What is being asked
Count the lines in the listing below that contain the string "paper", and reply with that number alone.

The input
BEGIN

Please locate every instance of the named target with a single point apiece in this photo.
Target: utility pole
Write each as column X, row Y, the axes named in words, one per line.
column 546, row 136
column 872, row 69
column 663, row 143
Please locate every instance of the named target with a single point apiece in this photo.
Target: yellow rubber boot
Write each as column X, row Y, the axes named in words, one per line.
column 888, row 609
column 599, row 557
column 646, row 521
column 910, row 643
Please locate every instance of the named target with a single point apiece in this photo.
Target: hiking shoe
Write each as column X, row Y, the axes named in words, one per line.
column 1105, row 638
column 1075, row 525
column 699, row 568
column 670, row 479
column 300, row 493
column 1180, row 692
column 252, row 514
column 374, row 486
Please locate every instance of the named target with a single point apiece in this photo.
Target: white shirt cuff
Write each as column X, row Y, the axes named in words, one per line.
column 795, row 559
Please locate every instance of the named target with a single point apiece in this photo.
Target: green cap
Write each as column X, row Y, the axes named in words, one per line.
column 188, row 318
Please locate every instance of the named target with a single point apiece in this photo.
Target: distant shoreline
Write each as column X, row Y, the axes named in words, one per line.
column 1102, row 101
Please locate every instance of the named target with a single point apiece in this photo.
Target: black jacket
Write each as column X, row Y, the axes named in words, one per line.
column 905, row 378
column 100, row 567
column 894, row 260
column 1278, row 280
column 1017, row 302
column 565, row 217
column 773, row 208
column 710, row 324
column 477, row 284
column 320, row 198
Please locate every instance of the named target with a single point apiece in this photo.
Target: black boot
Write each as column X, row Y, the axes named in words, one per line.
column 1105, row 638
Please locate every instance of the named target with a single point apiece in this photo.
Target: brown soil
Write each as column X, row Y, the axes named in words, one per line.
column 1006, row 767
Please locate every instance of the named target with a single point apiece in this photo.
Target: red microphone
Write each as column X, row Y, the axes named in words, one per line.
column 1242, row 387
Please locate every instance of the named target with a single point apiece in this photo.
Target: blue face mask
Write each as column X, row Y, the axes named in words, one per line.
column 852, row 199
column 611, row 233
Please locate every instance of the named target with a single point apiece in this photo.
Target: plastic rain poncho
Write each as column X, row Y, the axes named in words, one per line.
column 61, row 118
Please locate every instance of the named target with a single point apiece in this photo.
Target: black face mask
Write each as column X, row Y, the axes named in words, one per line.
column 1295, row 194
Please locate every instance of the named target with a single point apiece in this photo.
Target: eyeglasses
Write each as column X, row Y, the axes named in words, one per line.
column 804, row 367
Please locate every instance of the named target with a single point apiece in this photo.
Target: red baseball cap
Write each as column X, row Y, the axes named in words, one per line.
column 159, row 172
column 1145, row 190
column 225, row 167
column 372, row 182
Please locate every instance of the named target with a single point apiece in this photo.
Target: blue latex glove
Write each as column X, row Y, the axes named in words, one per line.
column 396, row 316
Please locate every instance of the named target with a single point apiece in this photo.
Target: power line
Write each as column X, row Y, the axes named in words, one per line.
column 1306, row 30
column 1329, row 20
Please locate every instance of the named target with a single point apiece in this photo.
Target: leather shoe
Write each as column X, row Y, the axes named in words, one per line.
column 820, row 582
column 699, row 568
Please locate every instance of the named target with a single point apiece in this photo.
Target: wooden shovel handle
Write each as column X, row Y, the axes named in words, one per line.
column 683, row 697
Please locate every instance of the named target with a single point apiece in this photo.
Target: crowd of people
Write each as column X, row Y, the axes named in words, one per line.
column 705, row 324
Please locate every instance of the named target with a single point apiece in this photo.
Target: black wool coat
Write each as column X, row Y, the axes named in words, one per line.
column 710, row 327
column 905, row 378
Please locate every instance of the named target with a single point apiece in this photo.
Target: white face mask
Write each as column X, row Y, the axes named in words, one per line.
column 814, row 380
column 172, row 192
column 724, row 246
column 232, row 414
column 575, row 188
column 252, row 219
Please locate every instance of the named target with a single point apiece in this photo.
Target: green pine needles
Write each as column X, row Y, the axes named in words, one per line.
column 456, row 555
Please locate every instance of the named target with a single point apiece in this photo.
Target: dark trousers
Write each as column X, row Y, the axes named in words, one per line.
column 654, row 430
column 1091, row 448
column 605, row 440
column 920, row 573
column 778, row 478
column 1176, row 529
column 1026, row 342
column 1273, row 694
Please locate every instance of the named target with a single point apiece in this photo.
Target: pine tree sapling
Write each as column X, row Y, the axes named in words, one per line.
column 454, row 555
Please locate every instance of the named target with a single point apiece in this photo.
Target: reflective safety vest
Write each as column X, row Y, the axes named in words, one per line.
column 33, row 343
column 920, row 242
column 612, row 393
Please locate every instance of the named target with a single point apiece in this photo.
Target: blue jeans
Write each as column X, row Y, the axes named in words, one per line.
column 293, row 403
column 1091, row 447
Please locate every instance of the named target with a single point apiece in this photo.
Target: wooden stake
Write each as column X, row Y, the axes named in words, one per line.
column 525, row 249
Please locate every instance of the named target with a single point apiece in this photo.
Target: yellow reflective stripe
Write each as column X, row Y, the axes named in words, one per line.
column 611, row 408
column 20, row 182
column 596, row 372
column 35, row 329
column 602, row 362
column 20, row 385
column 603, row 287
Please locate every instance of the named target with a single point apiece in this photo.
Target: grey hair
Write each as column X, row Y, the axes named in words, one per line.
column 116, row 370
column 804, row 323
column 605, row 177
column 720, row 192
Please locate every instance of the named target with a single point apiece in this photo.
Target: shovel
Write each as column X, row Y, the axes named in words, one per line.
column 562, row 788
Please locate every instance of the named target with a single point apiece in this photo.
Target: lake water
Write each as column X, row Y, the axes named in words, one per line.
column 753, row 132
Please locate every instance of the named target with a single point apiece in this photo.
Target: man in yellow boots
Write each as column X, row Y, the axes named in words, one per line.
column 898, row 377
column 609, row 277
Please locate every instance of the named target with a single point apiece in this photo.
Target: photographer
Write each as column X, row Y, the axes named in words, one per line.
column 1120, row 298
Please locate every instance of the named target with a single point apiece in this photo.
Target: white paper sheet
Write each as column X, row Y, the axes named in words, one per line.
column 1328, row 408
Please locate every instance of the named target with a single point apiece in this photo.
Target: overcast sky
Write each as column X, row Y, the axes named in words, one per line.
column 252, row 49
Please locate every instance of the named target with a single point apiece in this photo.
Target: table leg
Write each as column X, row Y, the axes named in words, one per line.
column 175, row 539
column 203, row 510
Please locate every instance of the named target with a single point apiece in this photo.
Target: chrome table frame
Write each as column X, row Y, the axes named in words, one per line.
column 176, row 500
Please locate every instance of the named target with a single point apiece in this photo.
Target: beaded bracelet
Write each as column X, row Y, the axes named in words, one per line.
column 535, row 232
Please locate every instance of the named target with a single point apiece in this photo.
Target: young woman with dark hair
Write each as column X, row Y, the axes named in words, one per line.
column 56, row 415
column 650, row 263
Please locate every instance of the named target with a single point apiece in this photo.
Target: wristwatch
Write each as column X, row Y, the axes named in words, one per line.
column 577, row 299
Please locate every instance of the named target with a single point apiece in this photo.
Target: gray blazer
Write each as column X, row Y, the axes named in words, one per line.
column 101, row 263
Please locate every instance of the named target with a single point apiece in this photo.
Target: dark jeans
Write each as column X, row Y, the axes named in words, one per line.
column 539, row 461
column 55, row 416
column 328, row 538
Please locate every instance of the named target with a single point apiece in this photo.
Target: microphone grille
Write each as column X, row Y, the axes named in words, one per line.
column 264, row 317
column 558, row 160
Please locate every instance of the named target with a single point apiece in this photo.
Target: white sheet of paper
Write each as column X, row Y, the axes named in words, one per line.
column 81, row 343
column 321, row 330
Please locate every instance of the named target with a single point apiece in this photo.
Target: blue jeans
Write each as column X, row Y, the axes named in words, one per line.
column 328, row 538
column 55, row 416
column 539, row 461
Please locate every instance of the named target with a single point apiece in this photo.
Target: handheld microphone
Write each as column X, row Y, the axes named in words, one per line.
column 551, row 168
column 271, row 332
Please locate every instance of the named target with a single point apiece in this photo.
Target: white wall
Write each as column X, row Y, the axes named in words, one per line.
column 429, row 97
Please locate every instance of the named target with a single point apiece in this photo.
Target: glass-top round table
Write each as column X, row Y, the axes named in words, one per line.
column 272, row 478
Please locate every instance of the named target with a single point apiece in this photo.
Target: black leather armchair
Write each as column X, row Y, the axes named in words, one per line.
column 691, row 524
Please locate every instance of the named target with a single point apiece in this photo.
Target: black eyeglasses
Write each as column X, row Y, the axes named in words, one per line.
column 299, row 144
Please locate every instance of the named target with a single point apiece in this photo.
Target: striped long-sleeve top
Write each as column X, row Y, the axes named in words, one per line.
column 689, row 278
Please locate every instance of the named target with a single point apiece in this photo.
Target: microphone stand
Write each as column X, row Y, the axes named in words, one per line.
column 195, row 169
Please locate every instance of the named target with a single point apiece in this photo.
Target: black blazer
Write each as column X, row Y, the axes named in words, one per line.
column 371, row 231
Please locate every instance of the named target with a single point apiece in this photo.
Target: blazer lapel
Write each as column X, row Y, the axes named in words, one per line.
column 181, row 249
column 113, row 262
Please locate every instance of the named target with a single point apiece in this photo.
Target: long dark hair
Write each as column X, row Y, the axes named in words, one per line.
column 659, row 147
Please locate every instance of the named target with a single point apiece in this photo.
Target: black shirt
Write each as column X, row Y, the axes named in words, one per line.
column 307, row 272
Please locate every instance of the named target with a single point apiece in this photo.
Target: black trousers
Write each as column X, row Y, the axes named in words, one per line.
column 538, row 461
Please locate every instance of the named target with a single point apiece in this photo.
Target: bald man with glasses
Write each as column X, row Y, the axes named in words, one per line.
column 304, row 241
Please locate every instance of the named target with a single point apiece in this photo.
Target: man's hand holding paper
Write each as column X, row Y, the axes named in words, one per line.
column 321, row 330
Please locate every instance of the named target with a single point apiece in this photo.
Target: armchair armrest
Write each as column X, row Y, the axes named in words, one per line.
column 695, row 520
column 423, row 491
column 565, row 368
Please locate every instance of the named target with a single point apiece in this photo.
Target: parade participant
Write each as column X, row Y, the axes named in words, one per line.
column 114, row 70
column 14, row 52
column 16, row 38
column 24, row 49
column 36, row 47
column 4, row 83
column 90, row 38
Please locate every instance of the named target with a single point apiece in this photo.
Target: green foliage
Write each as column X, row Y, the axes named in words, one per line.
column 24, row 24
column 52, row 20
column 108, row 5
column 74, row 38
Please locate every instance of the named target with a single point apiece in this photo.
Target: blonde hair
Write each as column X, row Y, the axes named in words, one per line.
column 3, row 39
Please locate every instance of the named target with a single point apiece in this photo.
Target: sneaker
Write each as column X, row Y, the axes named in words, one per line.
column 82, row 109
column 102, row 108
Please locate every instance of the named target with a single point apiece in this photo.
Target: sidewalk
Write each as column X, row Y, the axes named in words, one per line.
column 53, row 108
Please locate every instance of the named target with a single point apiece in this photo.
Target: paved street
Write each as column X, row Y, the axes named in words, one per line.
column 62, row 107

END

The solution
3